#### [掲載テキスト]
━━━━

唇の輪郭があまり強調されないキャラデザインのアニメにおいては、口紅をつけてしまうと想定以上に加齢して見える……というのはアニメではよくあることであり、マナが「真っ赤なオバ…」と呟くほどでもある(コミカライズ版より)。
弱点
第27話で、プリキュアに変身した姿でいられるのは5分間だけということが明らかになっている。
これは実際よりも成長した姿となるために大量のエネルギーを消費しているためであり、5分を経過すると変身が強制解除される。そのため、長期戦に持ち込まれると不利になる。
この27話では必殺技であるエースショットを初めてジコチューに破られた上、戦闘中に変身解除に追い込まれてしまい、弱点を露呈した回となった。
この弱点を知った敵幹部のリーヴァは、キュアエースの隙をついて拘束したりエースショットを無効化するなど長期戦が得意なジコチューを多く作り出すようになり、苦戦を強いられることが増えた。
この手の設定のお約束ではあるが、リアル時間と作中の時間は同期していないので、TV画面上では5分以上変身しているのに作中では1分も経っていない扱いだったり、その逆にTV画面上では変身してから2分程度しか描かれてないのに作中では5分経った扱いだったりすることもある。
なお、一度時間制限が経過しても、力が回復すれば短い間隔で再変身することは可能である。31話ではマジカルラブリーパッドからリチャージを受け、再変身している。
ミュージカルショーでもこの弱点は描写され、敵との戦闘でピンチになった際に亜久里の姿に戻ってしまう場面がある。このシーンではスモークを上手く使って極力違和感がない演出がされていた。
この時間制限は、第45話でエターナルゴールデンクラウンの力で「真のエースとして目覚めた」ため、あっさり解消してしまった。
戦闘スタイル
接近戦での戦闘力は高く、幹部に対しても互角以上に戦える。逆に遠隔攻撃に対しては防御技を持っていないため、苦戦する事が多い。時間制限があるため短期戦を望むあまり、敵との相性の悪い技を出してピンチに陥ったこともある。作中ではジコチューとの戦闘中に変身解除にまで追い込まれたことが2度あった。また、アイちゃんの力により自身を強化することができるが、逆にアイちゃんの機嫌が悪くなり泣いてしまうとジコチューが強化されてしまうなど、戦闘をする上では不安定な要素も多い。

━━━━

#### [処理用データ]
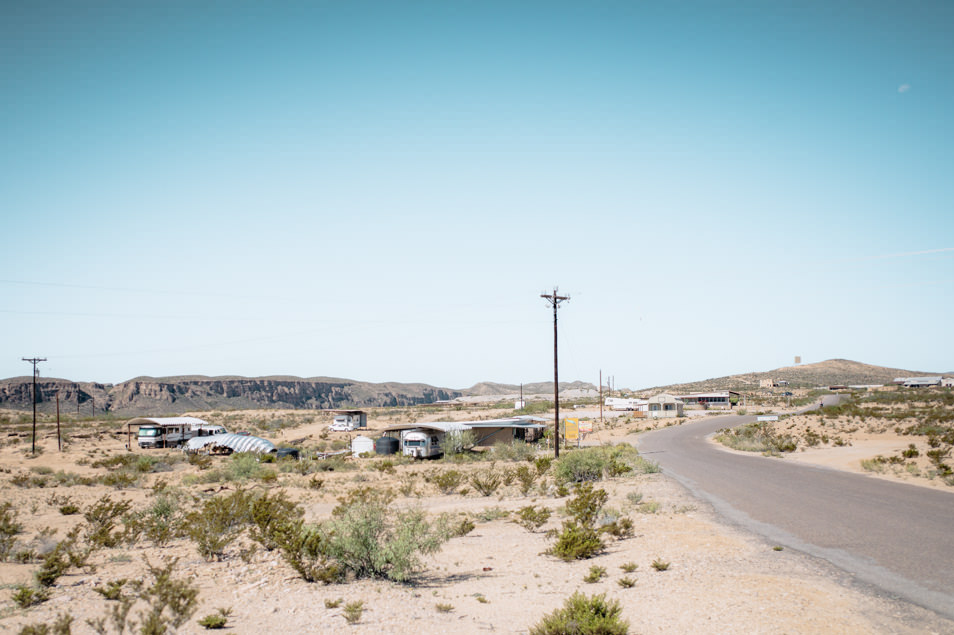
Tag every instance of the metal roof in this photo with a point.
(235, 442)
(461, 426)
(167, 421)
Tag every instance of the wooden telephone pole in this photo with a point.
(554, 300)
(34, 361)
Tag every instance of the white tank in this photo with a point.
(361, 444)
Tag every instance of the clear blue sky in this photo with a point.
(382, 190)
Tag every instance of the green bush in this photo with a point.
(447, 481)
(171, 602)
(595, 463)
(218, 522)
(595, 574)
(532, 518)
(582, 615)
(486, 481)
(579, 537)
(368, 539)
(270, 515)
(9, 528)
(26, 596)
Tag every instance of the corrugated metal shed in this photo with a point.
(235, 442)
(167, 421)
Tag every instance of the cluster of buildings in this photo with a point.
(925, 382)
(667, 405)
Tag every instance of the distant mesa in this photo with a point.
(192, 393)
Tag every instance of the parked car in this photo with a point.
(282, 453)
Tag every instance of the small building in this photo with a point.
(919, 382)
(629, 404)
(351, 419)
(663, 406)
(486, 433)
(721, 400)
(362, 445)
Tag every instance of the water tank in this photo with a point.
(360, 445)
(387, 445)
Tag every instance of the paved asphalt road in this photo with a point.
(897, 537)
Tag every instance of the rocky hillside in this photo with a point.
(827, 373)
(538, 388)
(169, 395)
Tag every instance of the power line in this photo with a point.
(34, 361)
(554, 300)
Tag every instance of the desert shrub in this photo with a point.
(201, 461)
(586, 464)
(26, 596)
(532, 518)
(216, 620)
(579, 537)
(514, 451)
(218, 521)
(447, 481)
(526, 478)
(353, 611)
(64, 555)
(171, 602)
(756, 437)
(486, 481)
(463, 527)
(303, 548)
(582, 615)
(617, 525)
(161, 522)
(270, 515)
(113, 589)
(458, 442)
(490, 514)
(9, 528)
(368, 539)
(595, 574)
(102, 518)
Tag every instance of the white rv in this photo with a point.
(421, 444)
(171, 432)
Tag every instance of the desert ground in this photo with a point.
(496, 578)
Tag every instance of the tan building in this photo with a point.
(663, 406)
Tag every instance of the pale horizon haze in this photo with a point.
(381, 191)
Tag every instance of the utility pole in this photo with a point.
(34, 361)
(554, 300)
(59, 439)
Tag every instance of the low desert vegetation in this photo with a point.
(583, 615)
(242, 508)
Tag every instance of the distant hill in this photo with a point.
(174, 395)
(487, 388)
(827, 373)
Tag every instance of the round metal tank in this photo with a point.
(361, 445)
(387, 445)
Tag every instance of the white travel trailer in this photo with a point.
(421, 444)
(171, 432)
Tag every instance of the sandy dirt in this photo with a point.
(495, 579)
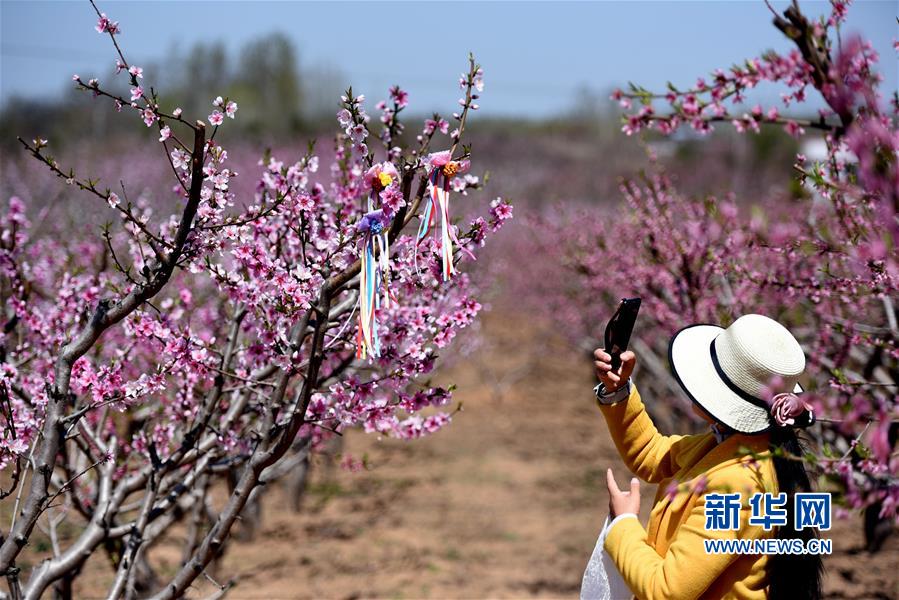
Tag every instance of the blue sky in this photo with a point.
(536, 54)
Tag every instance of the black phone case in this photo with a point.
(619, 328)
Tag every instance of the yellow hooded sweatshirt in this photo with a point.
(669, 560)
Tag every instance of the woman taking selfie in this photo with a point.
(727, 374)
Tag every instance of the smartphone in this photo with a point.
(619, 328)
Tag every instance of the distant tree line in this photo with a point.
(276, 96)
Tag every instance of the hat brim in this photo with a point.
(692, 366)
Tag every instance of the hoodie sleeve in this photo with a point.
(646, 452)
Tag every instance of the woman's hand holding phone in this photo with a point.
(613, 379)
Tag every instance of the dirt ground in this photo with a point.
(505, 503)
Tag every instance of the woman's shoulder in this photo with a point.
(747, 474)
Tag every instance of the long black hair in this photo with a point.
(792, 576)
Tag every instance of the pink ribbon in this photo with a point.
(786, 407)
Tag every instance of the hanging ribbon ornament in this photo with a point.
(374, 275)
(373, 278)
(441, 168)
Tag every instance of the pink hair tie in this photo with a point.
(786, 407)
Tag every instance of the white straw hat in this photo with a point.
(726, 371)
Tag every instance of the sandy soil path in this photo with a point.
(505, 503)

━━━━

#### [作業内容]
• A. キュアエースについての文章から、「唇の輪郭があまり強調されない」を含む箇所で始まり「ージを受け、再変身している。」の後で終わる部分を、一字も変えずに抜き出してください。
• B. 処理用データの行のうち、「Tag every instance of the long」を含む行から始めて最後の行までを、空行を除き、1行を1つの文字列とするJSONのリストに変換してください。

#### [解答一覧]
• A.
唇の輪郭があまり強調されないキャラデザインのアニメにおいては、口紅をつけてしまうと想定以上に加齢して見える……というのはアニメではよくあることであり、マナが「真っ赤なオバ…」と呟くほどでもある(コミカライズ版より)。
弱点
第27話で、プリキュアに変身した姿でいられるのは5分間だけということが明らかになっている。
これは実際よりも成長した姿となるために大量のエネルギーを消費しているためであり、5分を経過すると変身が強制解除される。そのため、長期戦に持ち込まれると不利になる。
この27話では必殺技であるエースショットを初めてジコチューに破られた上、戦闘中に変身解除に追い込まれてしまい、弱点を露呈した回となった。
この弱点を知った敵幹部のリーヴァは、キュアエースの隙をついて拘束したりエースショットを無効化するなど長期戦が得意なジコチューを多く作り出すようになり、苦戦を強いられることが増えた。
この手の設定のお約束ではあるが、リアル時間と作中の時間は同期していないので、TV画面上では5分以上変身しているのに作中では1分も経っていない扱いだったり、その逆にTV画面上では変身してから2分程度しか描かれてないのに作中では5分経った扱いだったりすることもある。
なお、一度時間制限が経過しても、力が回復すれば短い間隔で再変身することは可能である。31話ではマジカルラブリーパッドからリチャージを受け、再変身している。

• B.
[
  "Tag every instance of the long black hair in this photo with a point.",
  "(792, 576)",
  "Tag every instance of the pink ribbon in this photo with a point.",
  "(786, 407)",
  "Tag every instance of the hanging ribbon ornament in this photo with a point.",
  "(374, 275)",
  "(373, 278)",
  "(441, 168)",
  "Tag every instance of the pink hair tie in this photo with a point.",
  "(786, 407)",
  "Tag every instance of the white straw hat in this photo with a point.",
  "(726, 371)",
  "Tag every instance of the sandy soil path in this photo with a point.",
  "(505, 503)"
]